■ **GIVEN TASK**
Copy the following data line for line, with no changes.

■ **Region labeling data**
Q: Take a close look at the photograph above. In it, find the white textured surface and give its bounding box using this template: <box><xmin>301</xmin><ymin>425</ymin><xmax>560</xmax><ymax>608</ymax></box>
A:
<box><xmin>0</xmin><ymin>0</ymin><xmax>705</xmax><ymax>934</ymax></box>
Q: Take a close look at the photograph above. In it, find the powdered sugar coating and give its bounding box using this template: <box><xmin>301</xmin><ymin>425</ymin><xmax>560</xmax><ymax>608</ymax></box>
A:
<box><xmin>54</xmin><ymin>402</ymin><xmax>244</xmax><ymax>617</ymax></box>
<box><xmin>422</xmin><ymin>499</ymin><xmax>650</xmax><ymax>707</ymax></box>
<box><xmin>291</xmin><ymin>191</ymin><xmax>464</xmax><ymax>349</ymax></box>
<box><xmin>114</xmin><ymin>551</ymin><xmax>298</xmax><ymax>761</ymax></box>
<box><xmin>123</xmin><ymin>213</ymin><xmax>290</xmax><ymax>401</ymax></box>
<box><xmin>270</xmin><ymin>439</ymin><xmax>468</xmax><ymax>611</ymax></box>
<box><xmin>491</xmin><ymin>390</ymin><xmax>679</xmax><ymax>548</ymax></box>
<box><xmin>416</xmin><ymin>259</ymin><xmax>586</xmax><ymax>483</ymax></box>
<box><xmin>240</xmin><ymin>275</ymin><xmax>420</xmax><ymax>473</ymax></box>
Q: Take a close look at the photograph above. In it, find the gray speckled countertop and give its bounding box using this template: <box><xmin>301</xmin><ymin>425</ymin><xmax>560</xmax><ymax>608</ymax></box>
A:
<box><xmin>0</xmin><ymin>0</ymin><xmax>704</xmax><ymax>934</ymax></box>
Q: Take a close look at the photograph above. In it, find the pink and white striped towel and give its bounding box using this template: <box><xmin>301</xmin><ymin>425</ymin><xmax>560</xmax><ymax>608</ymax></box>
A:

■ **REPLY TO THE EXERCISE**
Q: Take a close look at the photograph above. In it, find the white textured surface and give its bounding box using this template: <box><xmin>301</xmin><ymin>425</ymin><xmax>560</xmax><ymax>608</ymax></box>
A:
<box><xmin>0</xmin><ymin>0</ymin><xmax>705</xmax><ymax>934</ymax></box>
Q: Take a close look at the photograph above. In it, find the powdered sugar coating and give its bounding box using this template: <box><xmin>301</xmin><ymin>425</ymin><xmax>560</xmax><ymax>608</ymax></box>
A:
<box><xmin>54</xmin><ymin>402</ymin><xmax>244</xmax><ymax>617</ymax></box>
<box><xmin>422</xmin><ymin>499</ymin><xmax>650</xmax><ymax>707</ymax></box>
<box><xmin>291</xmin><ymin>191</ymin><xmax>464</xmax><ymax>349</ymax></box>
<box><xmin>114</xmin><ymin>551</ymin><xmax>298</xmax><ymax>761</ymax></box>
<box><xmin>123</xmin><ymin>213</ymin><xmax>290</xmax><ymax>401</ymax></box>
<box><xmin>270</xmin><ymin>439</ymin><xmax>468</xmax><ymax>611</ymax></box>
<box><xmin>491</xmin><ymin>390</ymin><xmax>679</xmax><ymax>548</ymax></box>
<box><xmin>416</xmin><ymin>259</ymin><xmax>586</xmax><ymax>483</ymax></box>
<box><xmin>240</xmin><ymin>275</ymin><xmax>420</xmax><ymax>473</ymax></box>
Q: Take a close look at the photograph above. In it, find the gray speckled countertop and give its bounding box using this template: <box><xmin>301</xmin><ymin>425</ymin><xmax>560</xmax><ymax>608</ymax></box>
A:
<box><xmin>0</xmin><ymin>0</ymin><xmax>704</xmax><ymax>934</ymax></box>
Q: Take a close look at the photograph above. In it, find the pink and white striped towel and give its bounding box using this template: <box><xmin>301</xmin><ymin>425</ymin><xmax>560</xmax><ymax>608</ymax></box>
A:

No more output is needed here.